__Objective__:
Give every line of the listing below as a Markdown table with the columns n and Line, numbering the rows and skipping blank lines. Leave the pictures out.

[Pointing and labeling listing]
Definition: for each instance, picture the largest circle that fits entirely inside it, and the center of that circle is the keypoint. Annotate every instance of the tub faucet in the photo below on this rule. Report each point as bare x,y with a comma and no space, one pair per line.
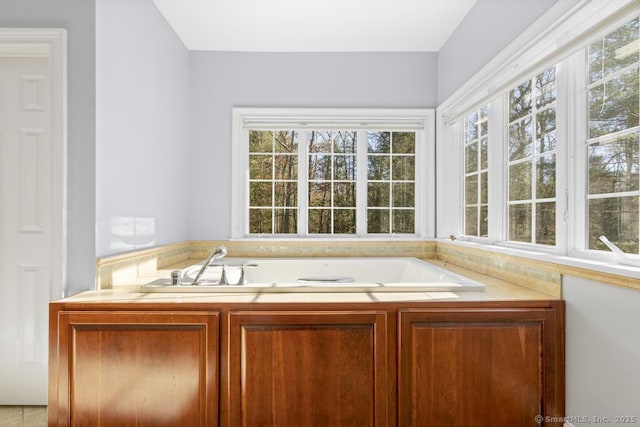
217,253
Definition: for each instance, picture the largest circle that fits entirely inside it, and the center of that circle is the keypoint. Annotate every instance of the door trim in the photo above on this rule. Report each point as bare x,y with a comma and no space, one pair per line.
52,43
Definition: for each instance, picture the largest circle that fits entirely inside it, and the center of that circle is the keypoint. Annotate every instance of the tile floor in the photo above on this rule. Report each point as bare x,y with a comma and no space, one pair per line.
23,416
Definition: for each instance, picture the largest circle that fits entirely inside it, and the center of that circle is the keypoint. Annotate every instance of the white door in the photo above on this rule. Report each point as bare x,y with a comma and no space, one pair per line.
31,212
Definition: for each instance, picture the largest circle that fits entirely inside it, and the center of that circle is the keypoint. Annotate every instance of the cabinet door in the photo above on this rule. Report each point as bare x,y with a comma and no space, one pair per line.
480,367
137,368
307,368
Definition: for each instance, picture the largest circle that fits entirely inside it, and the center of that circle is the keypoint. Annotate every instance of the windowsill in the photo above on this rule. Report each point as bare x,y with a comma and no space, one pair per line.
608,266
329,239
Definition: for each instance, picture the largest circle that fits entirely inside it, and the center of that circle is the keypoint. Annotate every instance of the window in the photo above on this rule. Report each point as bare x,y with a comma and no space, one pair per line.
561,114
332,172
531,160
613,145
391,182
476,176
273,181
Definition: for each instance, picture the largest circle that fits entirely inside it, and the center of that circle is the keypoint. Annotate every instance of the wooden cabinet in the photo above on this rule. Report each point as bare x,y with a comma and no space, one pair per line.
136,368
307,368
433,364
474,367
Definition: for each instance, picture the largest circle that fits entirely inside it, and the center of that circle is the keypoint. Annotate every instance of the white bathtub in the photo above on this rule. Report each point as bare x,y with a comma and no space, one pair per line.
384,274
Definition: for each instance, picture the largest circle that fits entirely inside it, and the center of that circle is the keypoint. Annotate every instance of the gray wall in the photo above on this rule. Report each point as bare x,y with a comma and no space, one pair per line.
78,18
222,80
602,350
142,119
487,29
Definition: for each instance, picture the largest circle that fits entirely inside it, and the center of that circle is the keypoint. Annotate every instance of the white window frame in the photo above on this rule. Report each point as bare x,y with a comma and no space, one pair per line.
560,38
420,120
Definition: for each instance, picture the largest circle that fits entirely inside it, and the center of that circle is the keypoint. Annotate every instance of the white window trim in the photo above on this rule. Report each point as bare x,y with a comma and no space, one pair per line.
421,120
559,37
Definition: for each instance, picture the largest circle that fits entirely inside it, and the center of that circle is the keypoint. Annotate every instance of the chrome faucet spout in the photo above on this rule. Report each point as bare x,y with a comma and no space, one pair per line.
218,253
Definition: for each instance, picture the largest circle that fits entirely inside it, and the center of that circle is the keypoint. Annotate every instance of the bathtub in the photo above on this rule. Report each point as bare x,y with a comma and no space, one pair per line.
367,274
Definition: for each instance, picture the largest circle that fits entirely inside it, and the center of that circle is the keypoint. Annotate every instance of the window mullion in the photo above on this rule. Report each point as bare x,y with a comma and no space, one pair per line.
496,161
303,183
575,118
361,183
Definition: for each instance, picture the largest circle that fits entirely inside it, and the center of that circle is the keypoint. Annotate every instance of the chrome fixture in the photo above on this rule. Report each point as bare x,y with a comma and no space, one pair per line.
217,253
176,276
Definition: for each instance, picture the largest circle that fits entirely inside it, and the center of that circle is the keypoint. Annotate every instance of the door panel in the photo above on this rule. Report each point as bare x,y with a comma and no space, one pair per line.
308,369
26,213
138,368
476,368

__The completed task__:
| n | Line |
|---|---|
| 1 | Definition: for each instance, picture the largest circle that fits entirely inside it, and the center of that circle is the keypoint. Annotate every instance of the tub faucet in the photo below on this rule. Report each point as bare x,y with a comma and no space, one pair per line. |
| 2 | 217,253 |
| 3 | Definition: for each instance, picture the largest circle that fits entirely inside it, and the center of that circle is the keypoint. Annotate every instance of the door trim in the photo above on this rule. Report each point as bare x,y with a comma and no space, one pair per line. |
| 4 | 52,43 |
| 5 | Definition: for each instance, picture the largest circle that fits entirely inside it, and the center of that circle is the keypoint. Annotate every instance of the tile floor in the photo above on this rule. Report each point as bare x,y with a comma and no space, one pair per line. |
| 6 | 23,416 |
| 7 | Definition: for each instance, picture the largest circle that fits entirely inside it, and the center of that circle is the keypoint. Annotate every instance of the white door in the photo above on this rule. Report each point as bare x,y with a comma and no space, one pair per line. |
| 8 | 31,212 |
| 9 | Definition: for each instance, picture the largest circle that fits entirely inside it, and the center of that circle is the keypoint. Annotate every instance of the cabinet door in the photo above on this rule. Report each point as bare x,y with a comma and no space, one pair per line. |
| 10 | 480,367 |
| 11 | 137,368 |
| 12 | 307,368 |
| 13 | Definition: for each instance, picture the largest circle that fits entirely inside it, and the center of that circle is the keypoint. Annotate every instance of the windowsill in the photo above on this rule. Report each point as bare x,y with a comma and no space, one pair per line. |
| 14 | 608,266 |
| 15 | 329,239 |
| 16 | Definition: for each instance, picture the largest circle that fits entirely inside it, and the center of that circle is the keypoint. Annotate every instance of the window in the photo above on this rule. Report each point as bare x,y with a comma and no space, one pair per line. |
| 17 | 561,114 |
| 18 | 332,172 |
| 19 | 531,160 |
| 20 | 613,145 |
| 21 | 391,182 |
| 22 | 476,176 |
| 23 | 273,181 |
| 24 | Definition: for each instance, picture the largest circle that fits entirely inside it, and the center of that circle is the keypoint. Annotate every instance of the wooden cabinet in the photo above on this rule. Report each point as bare x,y with a comma and no space, one pair per line. |
| 25 | 136,368 |
| 26 | 307,368 |
| 27 | 433,364 |
| 28 | 474,367 |
| 29 | Definition: for each instance, picture the largest circle that fits entirely inside it, and the center of that circle is the keypoint. Annotate every instance of the white bathtub in the photo above on this rule. Report each point as bare x,y with a comma and no space, one pair per line. |
| 30 | 384,274 |
| 31 | Definition: for each instance, picture the largest circle that fits entirely inside it, and the center of that circle is the keypoint. Annotate every instance of the gray wall in the photo above on this rule. Report each point as bare x,y with a comma and no space, one pair per line. |
| 32 | 78,18 |
| 33 | 222,80 |
| 34 | 602,350 |
| 35 | 142,119 |
| 36 | 487,29 |
| 37 | Definition: for each instance, picture the largest circle that fits entirely inside it, and the center of that circle is the keypoint. Annotate every instance of the white window frame in the photo above on this rule. Report each point as bare x,y with a comma and no space, one pair per line. |
| 38 | 560,38 |
| 39 | 420,120 |
| 40 | Definition: for each instance, picture the largest circle that fits entirely inside it, and the center of that circle is the keypoint. Annotate every instance of the white window trim in the photo above on this rule. Report each point as bare x,y with a comma and no space, one pair per line. |
| 41 | 421,120 |
| 42 | 559,37 |
| 43 | Definition: for each instance, picture the largest circle that fits entirely inside it, and the center of that circle is the keypoint. Annotate every instance of the chrome faucet spout in the photo above on this rule. Report each point as bare x,y with a comma and no space, one pair per line. |
| 44 | 218,253 |
| 45 | Definition: for each instance, picture the largest circle that fits entirely inside it, and the center of that circle is the keypoint. Annotate every instance of the bathtub in the photo above on this rule. Report each point as bare x,y with a comma and no space, one pair per line. |
| 46 | 367,274 |
| 47 | Definition: for each instance, picture the largest circle that fits entirely inside it, and the center of that circle is the keypoint. Annotate every instance of the window mullion in the photo above on this rule. Report each point as bare x,y with a comma and no space, one pair per line. |
| 48 | 496,161 |
| 49 | 303,183 |
| 50 | 575,118 |
| 51 | 361,183 |
| 52 | Definition: for each instance, picture the largest circle that fits entirely inside it, and the center of that circle is the keypoint. Annotate every instance of the chrome fixture in the photo above on this rule. Report each point as bare x,y with a comma and no space, one pair per line. |
| 53 | 217,253 |
| 54 | 176,276 |
| 55 | Definition: for each instance, picture the largest circle that fits entirely inside it, and the center of that circle is the keypoint. Annotate every instance of the door panel in the photo above on this rule. Report each point as bare x,y with a comma and no space, one pair per line. |
| 56 | 308,369 |
| 57 | 26,213 |
| 58 | 138,368 |
| 59 | 476,368 |